Goal of the exercise:
The response must reproduce every record below without alteration.

Dataset content:
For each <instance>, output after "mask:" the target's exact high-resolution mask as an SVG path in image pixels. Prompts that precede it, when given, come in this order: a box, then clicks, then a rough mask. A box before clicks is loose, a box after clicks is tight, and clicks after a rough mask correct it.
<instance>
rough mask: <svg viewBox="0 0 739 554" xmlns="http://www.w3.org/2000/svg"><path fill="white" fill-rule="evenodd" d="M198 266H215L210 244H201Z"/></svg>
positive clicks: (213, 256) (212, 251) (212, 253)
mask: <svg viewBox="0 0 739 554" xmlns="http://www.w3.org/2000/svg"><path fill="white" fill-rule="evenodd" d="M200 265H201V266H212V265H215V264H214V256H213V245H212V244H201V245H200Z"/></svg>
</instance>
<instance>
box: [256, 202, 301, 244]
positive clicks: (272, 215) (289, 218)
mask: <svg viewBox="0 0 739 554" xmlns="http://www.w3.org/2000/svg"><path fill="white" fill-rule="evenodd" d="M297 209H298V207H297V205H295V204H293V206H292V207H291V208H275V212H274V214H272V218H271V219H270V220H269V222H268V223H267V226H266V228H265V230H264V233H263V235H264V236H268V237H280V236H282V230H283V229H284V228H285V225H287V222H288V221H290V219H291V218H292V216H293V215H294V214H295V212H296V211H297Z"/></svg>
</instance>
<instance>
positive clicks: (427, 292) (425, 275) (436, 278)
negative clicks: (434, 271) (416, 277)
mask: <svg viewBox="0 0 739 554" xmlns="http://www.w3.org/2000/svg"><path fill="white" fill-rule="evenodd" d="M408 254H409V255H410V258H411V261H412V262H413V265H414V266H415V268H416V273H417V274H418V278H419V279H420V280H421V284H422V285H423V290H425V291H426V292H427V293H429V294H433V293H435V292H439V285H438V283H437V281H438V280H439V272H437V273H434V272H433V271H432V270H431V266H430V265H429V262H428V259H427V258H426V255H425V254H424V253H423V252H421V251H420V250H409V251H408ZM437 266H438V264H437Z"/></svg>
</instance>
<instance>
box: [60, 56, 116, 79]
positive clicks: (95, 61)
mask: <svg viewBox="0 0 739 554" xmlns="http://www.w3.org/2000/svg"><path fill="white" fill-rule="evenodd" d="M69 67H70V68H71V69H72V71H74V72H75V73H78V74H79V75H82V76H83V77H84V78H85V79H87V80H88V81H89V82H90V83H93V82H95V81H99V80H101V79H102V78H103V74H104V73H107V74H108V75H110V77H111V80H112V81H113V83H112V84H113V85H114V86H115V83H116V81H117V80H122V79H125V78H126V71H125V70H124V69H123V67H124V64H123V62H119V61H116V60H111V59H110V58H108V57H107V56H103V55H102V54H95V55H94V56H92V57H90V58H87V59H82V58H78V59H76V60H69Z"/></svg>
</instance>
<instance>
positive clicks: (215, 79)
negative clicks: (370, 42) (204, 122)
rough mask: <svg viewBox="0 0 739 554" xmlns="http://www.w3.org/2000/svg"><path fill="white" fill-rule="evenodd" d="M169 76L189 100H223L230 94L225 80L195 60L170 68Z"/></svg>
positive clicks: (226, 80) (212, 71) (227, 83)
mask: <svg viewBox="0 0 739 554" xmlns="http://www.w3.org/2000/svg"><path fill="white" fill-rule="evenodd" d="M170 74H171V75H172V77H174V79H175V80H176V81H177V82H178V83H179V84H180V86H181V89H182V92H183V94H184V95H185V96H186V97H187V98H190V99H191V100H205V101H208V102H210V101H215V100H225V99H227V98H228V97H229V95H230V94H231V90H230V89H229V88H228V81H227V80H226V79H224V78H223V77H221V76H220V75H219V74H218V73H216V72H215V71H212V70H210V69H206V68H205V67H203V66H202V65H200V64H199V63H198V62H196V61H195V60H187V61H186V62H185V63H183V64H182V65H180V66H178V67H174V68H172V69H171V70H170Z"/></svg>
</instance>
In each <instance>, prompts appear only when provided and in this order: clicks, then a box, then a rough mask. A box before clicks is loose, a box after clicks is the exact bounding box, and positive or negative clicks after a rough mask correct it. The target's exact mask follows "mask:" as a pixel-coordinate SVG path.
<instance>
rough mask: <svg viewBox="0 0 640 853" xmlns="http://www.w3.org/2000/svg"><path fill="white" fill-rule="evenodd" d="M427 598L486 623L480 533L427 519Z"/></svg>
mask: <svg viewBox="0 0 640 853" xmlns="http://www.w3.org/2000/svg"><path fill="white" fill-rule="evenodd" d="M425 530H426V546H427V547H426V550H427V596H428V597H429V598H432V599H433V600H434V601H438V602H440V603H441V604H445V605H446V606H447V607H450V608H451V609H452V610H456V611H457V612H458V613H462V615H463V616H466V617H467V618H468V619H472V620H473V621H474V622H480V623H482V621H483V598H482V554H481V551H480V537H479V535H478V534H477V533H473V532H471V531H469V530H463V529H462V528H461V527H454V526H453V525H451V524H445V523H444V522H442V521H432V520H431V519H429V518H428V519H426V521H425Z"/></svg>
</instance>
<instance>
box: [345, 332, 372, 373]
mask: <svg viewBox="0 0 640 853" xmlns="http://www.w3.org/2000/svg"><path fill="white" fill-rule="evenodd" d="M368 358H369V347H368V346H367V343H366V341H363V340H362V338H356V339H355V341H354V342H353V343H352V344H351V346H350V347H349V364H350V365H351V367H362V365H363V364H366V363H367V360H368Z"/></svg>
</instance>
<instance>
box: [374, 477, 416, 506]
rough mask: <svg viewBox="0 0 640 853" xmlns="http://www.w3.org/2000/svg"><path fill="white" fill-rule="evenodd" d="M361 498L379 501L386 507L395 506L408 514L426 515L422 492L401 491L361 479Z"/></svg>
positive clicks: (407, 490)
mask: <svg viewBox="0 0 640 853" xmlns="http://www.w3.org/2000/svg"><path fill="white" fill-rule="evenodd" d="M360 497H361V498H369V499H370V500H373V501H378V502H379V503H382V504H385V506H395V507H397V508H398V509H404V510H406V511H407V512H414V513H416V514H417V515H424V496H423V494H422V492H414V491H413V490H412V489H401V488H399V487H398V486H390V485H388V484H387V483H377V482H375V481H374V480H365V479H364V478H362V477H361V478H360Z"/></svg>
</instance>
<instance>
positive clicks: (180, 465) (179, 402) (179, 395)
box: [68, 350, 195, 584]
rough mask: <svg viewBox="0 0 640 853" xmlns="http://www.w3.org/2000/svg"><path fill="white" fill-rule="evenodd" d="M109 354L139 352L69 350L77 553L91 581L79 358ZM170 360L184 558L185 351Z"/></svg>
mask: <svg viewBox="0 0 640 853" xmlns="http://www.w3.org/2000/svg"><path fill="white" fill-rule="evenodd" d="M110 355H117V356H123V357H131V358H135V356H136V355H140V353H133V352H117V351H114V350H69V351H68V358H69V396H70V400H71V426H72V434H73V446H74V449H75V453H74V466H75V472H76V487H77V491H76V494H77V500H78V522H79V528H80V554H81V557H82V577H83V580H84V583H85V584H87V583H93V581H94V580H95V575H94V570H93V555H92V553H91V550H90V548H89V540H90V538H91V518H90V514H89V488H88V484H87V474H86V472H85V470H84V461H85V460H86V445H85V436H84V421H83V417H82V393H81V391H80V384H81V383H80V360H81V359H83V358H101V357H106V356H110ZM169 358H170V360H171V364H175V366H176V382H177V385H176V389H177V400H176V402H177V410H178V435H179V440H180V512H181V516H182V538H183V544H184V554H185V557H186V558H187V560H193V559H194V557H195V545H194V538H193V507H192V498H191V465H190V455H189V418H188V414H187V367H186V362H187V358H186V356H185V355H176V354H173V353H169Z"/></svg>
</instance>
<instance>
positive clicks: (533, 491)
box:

Response for this exercise:
For each <instance>, output after "mask:" the target's exact high-resolution mask as an SVG path in image pixels. Prompts that precede it, when given, come in this order: a box, then clicks, then a rough mask. A box before clicks is loose, a box after clicks is tight, and clicks after a rough mask correct it.
<instance>
rough mask: <svg viewBox="0 0 739 554" xmlns="http://www.w3.org/2000/svg"><path fill="white" fill-rule="evenodd" d="M198 266H215L210 244H201Z"/></svg>
positive clicks: (213, 256) (212, 251) (212, 253)
mask: <svg viewBox="0 0 739 554" xmlns="http://www.w3.org/2000/svg"><path fill="white" fill-rule="evenodd" d="M200 265H201V266H212V265H215V264H214V256H213V245H212V244H201V245H200Z"/></svg>
</instance>
<instance>
box: [256, 202, 301, 244]
positive clicks: (272, 215) (289, 218)
mask: <svg viewBox="0 0 739 554" xmlns="http://www.w3.org/2000/svg"><path fill="white" fill-rule="evenodd" d="M297 209H298V207H297V205H295V204H293V206H292V207H291V208H275V212H274V214H272V218H271V219H270V220H269V222H268V223H267V226H266V228H265V230H264V233H263V235H264V236H268V237H280V236H282V230H283V229H284V228H285V225H287V222H288V221H290V219H291V218H292V216H293V215H294V214H295V212H296V211H297Z"/></svg>
</instance>
<instance>
positive clicks: (427, 292) (425, 275) (436, 278)
negative clicks: (434, 271) (416, 277)
mask: <svg viewBox="0 0 739 554" xmlns="http://www.w3.org/2000/svg"><path fill="white" fill-rule="evenodd" d="M408 254H409V255H410V258H411V261H412V262H413V265H414V266H415V268H416V273H417V274H418V278H419V279H420V280H421V284H422V285H423V290H425V291H426V292H427V293H429V294H433V293H435V292H439V285H438V283H437V281H438V280H439V272H437V273H434V272H433V271H432V270H431V266H430V265H429V262H428V259H427V258H426V255H425V254H424V253H423V252H421V251H420V250H409V251H408ZM437 266H438V264H437Z"/></svg>
</instance>
<instance>
box: [60, 56, 116, 79]
positive clicks: (95, 61)
mask: <svg viewBox="0 0 739 554" xmlns="http://www.w3.org/2000/svg"><path fill="white" fill-rule="evenodd" d="M69 67H70V68H71V69H72V71H74V72H75V73H78V74H79V75H82V76H83V77H84V78H85V79H87V80H88V81H89V82H90V83H93V82H95V81H99V80H101V79H102V78H103V74H104V73H107V74H108V75H110V77H111V80H112V81H113V83H112V84H113V85H114V86H115V83H116V81H117V80H122V79H125V78H126V71H125V70H124V69H123V67H124V64H123V62H119V61H116V60H111V59H110V58H108V57H107V56H103V55H102V54H95V55H94V56H92V57H90V58H87V59H82V58H78V59H76V60H69Z"/></svg>
</instance>
<instance>
positive clicks: (215, 79)
negative clicks: (370, 42) (204, 122)
rough mask: <svg viewBox="0 0 739 554" xmlns="http://www.w3.org/2000/svg"><path fill="white" fill-rule="evenodd" d="M169 76L189 100H223L230 94L225 80L195 60L170 68Z"/></svg>
positive clicks: (226, 80) (212, 71) (227, 83)
mask: <svg viewBox="0 0 739 554" xmlns="http://www.w3.org/2000/svg"><path fill="white" fill-rule="evenodd" d="M170 74H171V75H172V77H174V79H175V80H176V81H177V82H178V83H179V84H180V86H181V89H182V92H183V94H184V95H185V96H186V97H187V98H190V99H191V100H205V101H208V102H210V101H215V100H225V99H227V98H228V97H229V95H230V94H231V90H230V89H229V88H228V81H227V80H226V79H224V78H223V77H221V76H220V75H219V74H218V73H216V72H215V71H212V70H210V69H206V68H205V67H203V66H202V65H200V64H199V63H198V62H196V61H195V60H187V61H186V62H185V63H183V64H182V65H180V66H178V67H174V68H172V69H171V70H170Z"/></svg>
</instance>
In each <instance>, prompts appear only when provided and in this order: clicks, then a box, then a rough mask. A box before clicks is loose, a box after clicks is the exact bounding box, and positive or negative clicks after a rough mask correct it. The target's exact mask follows "mask:" as a pixel-coordinate SVG path.
<instance>
rough mask: <svg viewBox="0 0 640 853" xmlns="http://www.w3.org/2000/svg"><path fill="white" fill-rule="evenodd" d="M427 598L486 623L480 533L427 519Z"/></svg>
mask: <svg viewBox="0 0 640 853" xmlns="http://www.w3.org/2000/svg"><path fill="white" fill-rule="evenodd" d="M425 530H426V546H427V547H426V550H427V596H428V597H429V598H432V599H433V600H434V601H438V602H440V603H441V604H445V605H446V606H447V607H450V608H451V609H452V610H456V611H457V612H458V613H462V615H463V616H466V617H467V618H468V619H472V620H473V621H474V622H480V623H482V621H483V598H482V554H481V551H480V537H479V535H478V534H477V533H473V532H471V531H469V530H463V529H462V528H461V527H454V526H453V525H451V524H445V523H444V522H442V521H432V520H431V519H429V518H428V519H426V521H425Z"/></svg>
</instance>
<instance>
box: [345, 332, 372, 373]
mask: <svg viewBox="0 0 640 853" xmlns="http://www.w3.org/2000/svg"><path fill="white" fill-rule="evenodd" d="M368 358H369V347H368V346H367V343H366V341H363V340H362V338H356V339H355V341H354V342H353V343H352V344H351V346H350V347H349V364H350V365H351V367H362V365H363V364H366V363H367V360H368Z"/></svg>
</instance>
<instance>
box: [374, 477, 416, 506]
rough mask: <svg viewBox="0 0 640 853" xmlns="http://www.w3.org/2000/svg"><path fill="white" fill-rule="evenodd" d="M361 498L379 501L386 507L395 506L408 514L426 515L422 492L401 491L361 479Z"/></svg>
positive clicks: (407, 490)
mask: <svg viewBox="0 0 640 853" xmlns="http://www.w3.org/2000/svg"><path fill="white" fill-rule="evenodd" d="M360 497H361V498H369V499H370V500H373V501H378V502H379V503H382V504H385V506H395V507H397V508H398V509H404V510H406V511H407V512H414V513H416V514H417V515H424V496H423V494H422V492H414V491H413V490H412V489H401V488H399V487H398V486H390V485H388V484H387V483H377V482H375V481H374V480H365V479H364V478H362V477H361V478H360Z"/></svg>
</instance>
<instance>
positive clicks: (180, 465) (179, 402) (179, 395)
box: [68, 350, 195, 584]
rough mask: <svg viewBox="0 0 640 853" xmlns="http://www.w3.org/2000/svg"><path fill="white" fill-rule="evenodd" d="M109 354L139 352L69 350L77 553L91 581L79 358ZM170 360L184 558L185 351Z"/></svg>
mask: <svg viewBox="0 0 640 853" xmlns="http://www.w3.org/2000/svg"><path fill="white" fill-rule="evenodd" d="M110 355H117V356H123V357H131V358H135V356H136V355H140V353H133V352H117V351H114V350H69V351H68V358H69V396H70V400H71V426H72V434H73V446H74V449H75V453H74V466H75V472H76V487H77V491H76V494H77V500H78V522H79V528H80V554H81V557H82V577H83V580H84V583H85V584H87V583H93V581H94V580H95V575H94V570H93V555H92V553H91V550H90V548H89V540H90V538H91V518H90V514H89V488H88V484H87V474H86V472H85V470H84V461H85V460H86V445H85V436H84V421H83V417H82V393H81V391H80V384H81V383H80V360H81V359H83V358H101V357H106V356H110ZM169 358H170V360H171V364H175V366H176V382H177V385H176V389H177V400H176V402H177V410H178V435H179V440H180V512H181V516H182V538H183V544H184V554H185V557H186V558H187V560H193V559H194V557H195V545H194V538H193V507H192V498H191V465H190V455H189V418H188V414H187V367H186V362H187V358H186V356H185V355H176V354H173V353H169Z"/></svg>
</instance>
<instance>
positive clicks: (533, 491)
box:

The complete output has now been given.